--- begin DATA RECORDS ---

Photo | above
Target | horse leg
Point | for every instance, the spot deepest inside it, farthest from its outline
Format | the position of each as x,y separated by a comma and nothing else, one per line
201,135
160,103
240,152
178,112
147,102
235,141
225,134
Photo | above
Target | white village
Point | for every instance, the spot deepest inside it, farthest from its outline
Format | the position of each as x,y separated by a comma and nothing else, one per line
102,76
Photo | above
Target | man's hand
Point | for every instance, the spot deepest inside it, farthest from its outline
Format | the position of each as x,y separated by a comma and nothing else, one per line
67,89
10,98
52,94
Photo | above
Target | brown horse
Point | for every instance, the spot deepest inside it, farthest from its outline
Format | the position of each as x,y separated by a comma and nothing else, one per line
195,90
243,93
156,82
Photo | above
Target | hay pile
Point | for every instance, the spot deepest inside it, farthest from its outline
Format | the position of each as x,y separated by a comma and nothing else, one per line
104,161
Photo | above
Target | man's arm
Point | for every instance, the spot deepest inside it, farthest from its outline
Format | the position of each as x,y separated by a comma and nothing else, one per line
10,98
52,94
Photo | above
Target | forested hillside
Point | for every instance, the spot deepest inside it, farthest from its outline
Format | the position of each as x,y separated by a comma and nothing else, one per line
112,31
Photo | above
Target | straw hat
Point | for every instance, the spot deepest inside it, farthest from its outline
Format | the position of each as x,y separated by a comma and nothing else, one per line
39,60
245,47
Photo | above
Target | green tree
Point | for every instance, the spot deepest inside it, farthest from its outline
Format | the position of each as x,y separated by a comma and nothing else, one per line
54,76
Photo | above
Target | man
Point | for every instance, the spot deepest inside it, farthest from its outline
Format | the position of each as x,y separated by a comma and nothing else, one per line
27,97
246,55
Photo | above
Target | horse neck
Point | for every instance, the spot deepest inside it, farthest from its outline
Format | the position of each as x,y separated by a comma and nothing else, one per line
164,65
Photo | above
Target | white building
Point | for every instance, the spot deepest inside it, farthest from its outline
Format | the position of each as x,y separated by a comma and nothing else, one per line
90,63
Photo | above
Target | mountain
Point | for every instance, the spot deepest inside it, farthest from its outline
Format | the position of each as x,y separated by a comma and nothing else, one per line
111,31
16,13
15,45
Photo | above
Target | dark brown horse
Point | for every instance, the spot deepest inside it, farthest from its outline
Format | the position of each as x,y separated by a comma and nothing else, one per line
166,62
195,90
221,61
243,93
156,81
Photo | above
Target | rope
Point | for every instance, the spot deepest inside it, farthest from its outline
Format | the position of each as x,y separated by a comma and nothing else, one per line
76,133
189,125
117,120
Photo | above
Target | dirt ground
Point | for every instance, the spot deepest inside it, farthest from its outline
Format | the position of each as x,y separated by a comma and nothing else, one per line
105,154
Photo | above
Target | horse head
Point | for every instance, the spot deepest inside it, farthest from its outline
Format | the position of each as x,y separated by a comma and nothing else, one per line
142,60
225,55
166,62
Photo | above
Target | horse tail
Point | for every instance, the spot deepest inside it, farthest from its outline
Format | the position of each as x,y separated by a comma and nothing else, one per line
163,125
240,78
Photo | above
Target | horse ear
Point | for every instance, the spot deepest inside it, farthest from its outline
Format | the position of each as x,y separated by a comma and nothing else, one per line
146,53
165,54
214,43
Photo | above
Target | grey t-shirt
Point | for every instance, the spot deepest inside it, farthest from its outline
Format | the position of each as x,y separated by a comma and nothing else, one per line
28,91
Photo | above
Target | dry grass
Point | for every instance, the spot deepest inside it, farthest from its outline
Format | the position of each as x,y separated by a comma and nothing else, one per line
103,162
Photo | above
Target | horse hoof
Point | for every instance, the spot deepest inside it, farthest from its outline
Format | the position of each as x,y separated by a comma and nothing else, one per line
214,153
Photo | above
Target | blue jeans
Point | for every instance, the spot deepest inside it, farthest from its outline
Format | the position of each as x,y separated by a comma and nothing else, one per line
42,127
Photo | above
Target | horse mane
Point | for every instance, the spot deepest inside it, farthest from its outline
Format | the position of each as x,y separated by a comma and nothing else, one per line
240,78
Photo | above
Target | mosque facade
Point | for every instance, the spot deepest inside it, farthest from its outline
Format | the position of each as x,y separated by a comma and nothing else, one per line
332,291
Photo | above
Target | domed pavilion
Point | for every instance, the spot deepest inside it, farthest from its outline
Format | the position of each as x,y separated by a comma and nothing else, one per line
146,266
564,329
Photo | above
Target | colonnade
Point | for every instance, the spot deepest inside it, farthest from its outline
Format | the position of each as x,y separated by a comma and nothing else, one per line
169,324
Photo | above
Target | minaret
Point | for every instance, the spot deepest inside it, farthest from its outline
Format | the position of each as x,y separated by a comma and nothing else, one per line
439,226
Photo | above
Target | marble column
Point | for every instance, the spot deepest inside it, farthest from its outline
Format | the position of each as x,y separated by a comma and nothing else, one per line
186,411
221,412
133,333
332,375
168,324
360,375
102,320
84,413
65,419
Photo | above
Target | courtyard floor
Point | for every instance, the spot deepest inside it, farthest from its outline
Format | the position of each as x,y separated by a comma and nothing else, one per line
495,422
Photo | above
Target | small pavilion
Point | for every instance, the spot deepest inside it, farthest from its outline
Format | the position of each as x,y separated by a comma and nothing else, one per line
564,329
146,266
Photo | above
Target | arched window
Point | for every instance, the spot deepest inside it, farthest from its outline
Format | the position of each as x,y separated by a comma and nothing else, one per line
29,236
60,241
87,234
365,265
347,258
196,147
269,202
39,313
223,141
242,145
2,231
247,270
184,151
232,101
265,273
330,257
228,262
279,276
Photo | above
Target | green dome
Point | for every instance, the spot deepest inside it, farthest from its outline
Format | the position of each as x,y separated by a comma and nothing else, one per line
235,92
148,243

--- end DATA RECORDS ---

DIRECTION
From the first line to the last, retype the data exactly.

COMPLETE ANSWER
Photo | above
Target | horse leg
Point | for every instance, the spot deepest inside it, farthest from its outline
Format | the position of each as x,y separated by a comma and nothing else, one per line
201,135
160,103
240,152
178,112
147,102
235,141
225,134
Photo | above
Target | white village
Point | for every instance, the spot deepest inside it, farthest from its outline
Format | the position of each as x,y separated by a comma and nothing else, one per line
102,76
Photo | above
Target | man's hand
Point | for every instance, the spot deepest inside it, farthest from its outline
Format | the position of each as x,y separated by a comma and nothing else, one per line
67,89
10,98
52,94
Photo | above
Target | brown horse
Point | for every instance, the spot deepest inside it, farthest from its outline
Format | the position of each as x,y separated by a comma and nothing else, one per line
195,90
243,93
156,82
Photo | above
Target | hay pile
Point | for every instance, the spot deepest inside it, farthest from its outline
Format | the position of each as x,y separated by a comma and nothing else, one per line
104,161
Photo | above
Target | man's arm
Point | for every instance, the spot deepest inside it, farthest from its outline
Format | the position of each as x,y separated by a comma and nothing else, one per line
10,98
52,94
Photo | above
Target | forested hillside
Point | for every instance, the spot deepest inside it, farthest from its outline
Format | the position of each as x,y separated by a comma and nothing else, one per line
112,31
Photo | above
Target | straw hat
Point | for every instance, the spot deepest inside it, farthest from its outline
Format | the position of each as x,y separated by a comma and nothing else, one per line
39,60
245,47
Photo | above
Target | green tree
Point | for every instance, the spot deepest inside it, farthest from its outline
Format | the position of each as x,y separated by a comma and nothing else, one per line
54,76
Photo | above
Target | man
Point | for every instance, the spot deepest inside it, farthest from its outline
Format | the position of each as x,y separated by a comma and nothing else, one per line
27,97
246,55
Photo | above
Target | horse neck
Point | for every instance, the spot deepest inside it, farthest from its outline
Format | the position of each as x,y separated by a comma and nothing else, one per line
164,65
Photo | above
Target | white building
Point | for every instance, the spot deepest inside it, farthest from its outline
Format | the position of each as x,y separated by a comma and nothing else, one per line
90,63
Photo | above
Target | mountain
Point | for every instance, the spot deepest inside it, farthest from its outline
Format | the position of each as x,y separated by a comma and nothing else, one per line
111,31
16,13
15,45
Photo | above
Target | dark brown horse
Point | for every instance, the spot deepest inside it, farthest from its outline
Format | the position of each as x,y separated by a comma and nothing else, one per line
166,62
195,90
221,61
243,93
156,81
Photo | above
Target | rope
Point | for every instance, the spot deepest inside it, farthest from its outline
Format | the position of each as x,y separated by a comma and nothing else, one per line
76,133
189,125
117,120
Photo | above
Target | dirt ground
Point | for every instance, the spot deepest inside it, farthest from its outline
Format | the position of each as x,y separated by a comma and nothing else, one per line
105,154
Photo | above
Target | horse head
Point | for every instance, the spot deepest inside it, farthest from its outline
Format | the position of each as x,y separated by a comma and nothing else, one per line
142,60
225,55
166,62
Photo | above
Target | horse tail
Point | for every instance, the spot deepest inside it, farthest from its outline
Format | the position of each as x,y separated by a comma and nothing else, one per line
163,125
240,78
Photo | above
Target | horse ear
Point | for every instance, the spot deepest inside it, farthest from its outline
Format | the position of each as x,y separated by a comma and nothing else, one per line
146,53
165,54
214,43
Photo | above
Target | grey t-shirt
Point | for every instance, the spot deepest inside it, farthest from its outline
Format | the position of each as x,y separated by a comma and nothing else, one per line
28,91
Photo | above
Target | dry grass
Point | for every instance, the spot deepest inside it, farthest from its outline
Format | the position of each as x,y separated by a comma and nothing else, one per line
103,162
Photo | above
Target | horse hoof
Point | for every instance, the spot deepest inside it, farthest from its outline
Format | the position of each as x,y separated by a comma and nothing else, one per line
214,153
Photo | above
Target | blue jeans
Point | for every instance, the spot deepest inside it, farthest from its outline
Format | the position of each as x,y separated by a comma and nothing else, one per line
42,127
Photo | above
Target | horse mane
Point | for every instance, the spot deepest inside it, farthest from its outline
Format | the position of each as x,y separated by a comma and nothing else, one per line
240,78
Photo | above
Target | mosque facade
Point | for every instance, the spot deepest inside it, farthest from its outline
Format | the position of each as x,y separated by a comma and nothing else, one per line
332,291
Photo | above
Target | domed pavilion
Point | for every instance, the spot deepest inside it, farthest from its outline
Format | the position of each as x,y separated by a comma and nothing else, one per line
146,266
564,329
Photo | above
Target | colonnade
Point | for every instance, the spot deepest inside it, farthest from its outline
Format | the position of each as x,y separated by a comma and nothing else, one per line
169,324
Photo | above
Target | minaret
Point | for every instance, the spot deepest inside it, farthest from its outline
Format | the position of each as x,y separated by a comma and nothing else, one per line
439,226
Photo | above
Target | marble column
Point | for every instance, the spot deepest inside it, farthest from its outline
Format | the position of each as x,y separated by a comma and nothing else, one per line
186,411
221,412
133,333
332,375
168,324
360,375
102,320
84,413
65,419
Photo | above
Target | courtyard floor
Point | for every instance, the spot deepest inside it, farthest from its outline
Format | the position of each as x,y separated by a comma and nothing else, one per line
495,422
Photo | above
Target | small pavilion
Point | for every instance, the spot deepest inside it, farthest from its outline
Format | the position of each as x,y separated by a comma and nothing else, one per line
564,329
146,266
Photo | above
Target | arched window
Point | for every instance, the spot deepest inside it, farthest from its outline
Format | the position of each as x,y separated by a comma and nothing else, one per line
29,236
60,241
87,234
365,265
347,258
196,147
269,202
39,313
223,141
242,145
2,231
247,270
184,151
232,101
265,273
330,257
228,262
279,276
Photo | above
Target | green dome
Point | for every instance, the spot deepest inside it, farthest from its outline
Format | the position of each as x,y separated by a comma and nothing else, one per line
235,92
148,243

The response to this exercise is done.